───── Supplied entries ─────

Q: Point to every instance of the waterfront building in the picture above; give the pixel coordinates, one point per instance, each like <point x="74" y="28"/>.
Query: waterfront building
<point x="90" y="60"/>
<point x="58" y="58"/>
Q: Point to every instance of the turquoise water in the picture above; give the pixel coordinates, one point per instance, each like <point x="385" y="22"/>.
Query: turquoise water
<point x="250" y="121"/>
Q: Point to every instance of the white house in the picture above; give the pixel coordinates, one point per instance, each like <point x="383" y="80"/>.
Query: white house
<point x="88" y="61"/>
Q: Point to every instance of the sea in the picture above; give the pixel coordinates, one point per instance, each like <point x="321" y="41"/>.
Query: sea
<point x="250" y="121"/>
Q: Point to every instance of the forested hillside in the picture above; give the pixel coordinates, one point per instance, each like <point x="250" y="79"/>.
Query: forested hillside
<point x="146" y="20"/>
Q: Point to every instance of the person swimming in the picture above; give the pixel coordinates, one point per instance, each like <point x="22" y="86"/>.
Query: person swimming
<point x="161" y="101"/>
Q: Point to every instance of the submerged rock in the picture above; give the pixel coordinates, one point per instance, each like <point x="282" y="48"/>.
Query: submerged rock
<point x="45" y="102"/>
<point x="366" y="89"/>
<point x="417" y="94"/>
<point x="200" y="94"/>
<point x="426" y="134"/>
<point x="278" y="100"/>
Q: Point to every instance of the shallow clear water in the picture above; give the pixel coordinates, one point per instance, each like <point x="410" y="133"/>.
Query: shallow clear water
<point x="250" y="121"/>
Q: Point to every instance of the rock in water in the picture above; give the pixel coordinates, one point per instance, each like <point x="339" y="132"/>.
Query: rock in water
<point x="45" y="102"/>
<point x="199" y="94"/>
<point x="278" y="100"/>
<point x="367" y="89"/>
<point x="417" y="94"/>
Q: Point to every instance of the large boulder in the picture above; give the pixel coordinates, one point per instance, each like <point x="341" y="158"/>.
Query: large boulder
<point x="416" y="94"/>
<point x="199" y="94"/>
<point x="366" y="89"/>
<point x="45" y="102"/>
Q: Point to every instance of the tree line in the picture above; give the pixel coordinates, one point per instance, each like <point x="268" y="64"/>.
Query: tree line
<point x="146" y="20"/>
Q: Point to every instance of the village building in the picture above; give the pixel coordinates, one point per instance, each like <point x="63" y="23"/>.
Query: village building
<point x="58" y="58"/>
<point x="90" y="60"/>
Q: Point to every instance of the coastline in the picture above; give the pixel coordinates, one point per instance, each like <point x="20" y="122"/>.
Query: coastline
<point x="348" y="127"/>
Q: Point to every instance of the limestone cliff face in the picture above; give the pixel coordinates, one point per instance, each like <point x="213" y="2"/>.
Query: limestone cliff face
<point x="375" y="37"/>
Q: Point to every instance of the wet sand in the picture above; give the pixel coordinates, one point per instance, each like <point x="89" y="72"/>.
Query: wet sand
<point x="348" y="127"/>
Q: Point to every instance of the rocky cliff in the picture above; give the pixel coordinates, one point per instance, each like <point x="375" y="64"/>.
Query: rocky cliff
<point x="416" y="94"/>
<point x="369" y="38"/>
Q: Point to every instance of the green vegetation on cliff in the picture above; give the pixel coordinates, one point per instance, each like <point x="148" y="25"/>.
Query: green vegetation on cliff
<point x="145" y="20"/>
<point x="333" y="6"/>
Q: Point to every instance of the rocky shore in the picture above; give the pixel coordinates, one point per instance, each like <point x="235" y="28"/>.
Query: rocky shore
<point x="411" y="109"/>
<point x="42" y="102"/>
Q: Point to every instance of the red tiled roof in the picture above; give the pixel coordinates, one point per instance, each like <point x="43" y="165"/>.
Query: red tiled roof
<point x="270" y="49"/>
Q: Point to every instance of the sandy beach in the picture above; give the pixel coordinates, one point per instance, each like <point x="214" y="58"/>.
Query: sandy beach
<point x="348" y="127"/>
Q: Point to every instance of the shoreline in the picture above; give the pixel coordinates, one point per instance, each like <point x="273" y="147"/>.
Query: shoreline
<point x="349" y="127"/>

─────

**Written problem**
Rescale the records from the line with "Q: Point to every instance of the red" up to and including the final line of the records. Reproduce every line, requests included. Multiply each x and y coordinate in the answers by 0.3 and round to whole numbers, with halves rounded up. Leave the numbers in the requests and their format samples unchanged.

**Task response**
Q: Point to every instance of the red tiled roof in the picture above; give the pixel coordinates, one point per instance, each like <point x="43" y="165"/>.
Query: red tiled roof
<point x="81" y="15"/>
Q: Point to every instance of the sandy beach in the picture above; give the pixel coordinates, one point per instance, each like <point x="214" y="58"/>.
Query: sandy beach
<point x="104" y="38"/>
Q: Point to every instance of the shoreline in the picture above; give the pixel coordinates, one point per instance, each like <point x="273" y="147"/>.
Query: shoreline
<point x="105" y="38"/>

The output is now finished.